- **Written instruction A**
According to the GIL bug report, what does an I/O bound thread always do when it executes an I/O call?
- **Written instruction B**
Continue the GIL bug report from where it ends.

- **Extract**
▽

New submission from Jim Crist-Harif <jcristha...@gmail.com>:

In https://bugs.python.org/issue7946 an issue with how the current GIL 
interacts with mixing IO and CPU bound work. Quoting this issue:

> when an I/O bound thread executes an I/O call,
> it always releases the GIL.  Since the GIL is released, a CPU bound
> thread is now free to acquire the GIL and run.  However, if the I/O
> call completes immediately (which is common), the I/O bound thread
> immediately stalls upon return from the system call.  To get the GIL
> back, it now has to go through the timeout process to force the
> CPU-bound thread to release the GIL again.

This issue can come up in any application where IO and CPU bound work are mixed 
(we've found it to be a cause of performance issues in https://dask.org for 
example). Fixing the general problem is tricky and likely requires changes to 
the GIL's internals, but in the specific case of mixing asyncio running in one 
thread and CPU work happening in background threads, there may be a simpler fix 
- don't release the GIL if we don't have to.

△

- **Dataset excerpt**
▽

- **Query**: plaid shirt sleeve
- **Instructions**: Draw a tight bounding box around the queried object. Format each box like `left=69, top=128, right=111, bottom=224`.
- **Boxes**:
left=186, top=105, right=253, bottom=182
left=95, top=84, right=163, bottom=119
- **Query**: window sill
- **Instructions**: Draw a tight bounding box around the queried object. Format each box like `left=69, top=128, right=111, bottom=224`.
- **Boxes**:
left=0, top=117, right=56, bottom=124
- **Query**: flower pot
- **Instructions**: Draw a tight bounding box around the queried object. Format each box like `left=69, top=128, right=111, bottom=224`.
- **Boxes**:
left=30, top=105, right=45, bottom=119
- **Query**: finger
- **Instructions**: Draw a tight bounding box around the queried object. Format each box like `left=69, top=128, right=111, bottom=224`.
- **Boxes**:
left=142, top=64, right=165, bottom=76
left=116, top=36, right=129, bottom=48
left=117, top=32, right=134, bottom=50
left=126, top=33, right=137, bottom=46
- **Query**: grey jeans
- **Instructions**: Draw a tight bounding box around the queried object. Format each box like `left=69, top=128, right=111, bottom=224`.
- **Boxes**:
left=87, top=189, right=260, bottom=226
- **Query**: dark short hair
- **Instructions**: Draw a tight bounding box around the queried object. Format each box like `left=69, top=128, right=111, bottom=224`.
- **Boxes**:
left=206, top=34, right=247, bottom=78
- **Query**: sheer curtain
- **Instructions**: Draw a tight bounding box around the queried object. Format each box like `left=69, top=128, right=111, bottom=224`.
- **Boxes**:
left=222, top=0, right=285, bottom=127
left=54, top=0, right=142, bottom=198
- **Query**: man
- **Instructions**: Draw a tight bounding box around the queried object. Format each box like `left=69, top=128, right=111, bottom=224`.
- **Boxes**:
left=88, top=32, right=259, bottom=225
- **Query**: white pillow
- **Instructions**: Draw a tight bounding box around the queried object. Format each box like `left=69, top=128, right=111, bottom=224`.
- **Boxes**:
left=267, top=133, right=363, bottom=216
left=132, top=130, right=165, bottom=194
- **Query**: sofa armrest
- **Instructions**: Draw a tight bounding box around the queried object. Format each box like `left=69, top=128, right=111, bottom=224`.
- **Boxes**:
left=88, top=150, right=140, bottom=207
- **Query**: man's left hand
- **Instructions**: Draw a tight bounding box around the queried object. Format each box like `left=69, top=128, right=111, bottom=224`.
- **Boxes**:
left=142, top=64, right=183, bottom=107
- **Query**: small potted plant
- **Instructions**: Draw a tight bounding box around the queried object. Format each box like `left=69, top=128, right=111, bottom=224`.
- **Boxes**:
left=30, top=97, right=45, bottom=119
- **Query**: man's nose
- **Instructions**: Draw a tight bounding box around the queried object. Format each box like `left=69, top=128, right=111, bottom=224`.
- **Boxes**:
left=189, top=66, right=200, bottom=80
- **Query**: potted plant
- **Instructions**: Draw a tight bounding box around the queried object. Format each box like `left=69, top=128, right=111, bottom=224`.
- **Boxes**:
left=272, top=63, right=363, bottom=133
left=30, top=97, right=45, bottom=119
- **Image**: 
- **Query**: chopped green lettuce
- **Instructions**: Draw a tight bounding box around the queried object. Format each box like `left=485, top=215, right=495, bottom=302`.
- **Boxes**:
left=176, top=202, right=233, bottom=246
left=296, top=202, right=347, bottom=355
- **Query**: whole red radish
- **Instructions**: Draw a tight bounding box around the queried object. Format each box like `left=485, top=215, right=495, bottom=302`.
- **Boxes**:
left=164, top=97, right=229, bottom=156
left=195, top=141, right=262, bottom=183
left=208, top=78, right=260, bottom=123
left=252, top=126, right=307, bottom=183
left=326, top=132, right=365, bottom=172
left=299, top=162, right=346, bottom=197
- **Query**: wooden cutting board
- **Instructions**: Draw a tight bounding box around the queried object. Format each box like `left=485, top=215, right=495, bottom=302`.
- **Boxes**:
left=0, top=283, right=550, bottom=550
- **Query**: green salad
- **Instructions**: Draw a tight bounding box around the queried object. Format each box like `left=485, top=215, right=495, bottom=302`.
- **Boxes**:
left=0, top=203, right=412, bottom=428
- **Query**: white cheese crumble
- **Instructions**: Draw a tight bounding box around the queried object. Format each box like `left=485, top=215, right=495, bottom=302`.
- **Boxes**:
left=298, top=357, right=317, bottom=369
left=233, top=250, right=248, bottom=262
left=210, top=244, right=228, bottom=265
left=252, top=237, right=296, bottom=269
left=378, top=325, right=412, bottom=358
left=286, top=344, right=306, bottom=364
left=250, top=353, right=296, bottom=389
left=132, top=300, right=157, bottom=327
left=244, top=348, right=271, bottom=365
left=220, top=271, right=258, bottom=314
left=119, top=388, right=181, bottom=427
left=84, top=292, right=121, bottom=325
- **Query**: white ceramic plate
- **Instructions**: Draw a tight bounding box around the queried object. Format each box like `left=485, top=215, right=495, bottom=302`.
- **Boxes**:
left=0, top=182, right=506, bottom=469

△

- **Final answer A**
It releases the GIL.

- **Final answer B**
Asyncio relies on nonblocking socket operations, which by definition shouldn't 
block. As such, releasing the GIL shouldn't be needed for many operations 
(`send`, `recv`, ...) on `socket.socket` objects provided they're in 
nonblocking mode (as suggested in https://bugs.python.org/issue7946#msg99477). 
Likewise, dropping the GIL can be avoided when calling `select` on 
`selectors.BaseSelector` objects with a timeout of 0 (making it a non-blocking 
call).

I've made a patch 
(https://github.com/jcrist/cpython/tree/keep-gil-for-fast-syscalls) with these 
two changes, and run a benchmark (attached) to evaluate the effect of 
background threads with/without the patch. The benchmark starts an asyncio 
server in one process, and a number of clients in a separate process. A number 
of background threads that just spin are started in the server process 
(configurable by the `-t` flag, defaults to 0), then the server is loaded to 
measure the RPS.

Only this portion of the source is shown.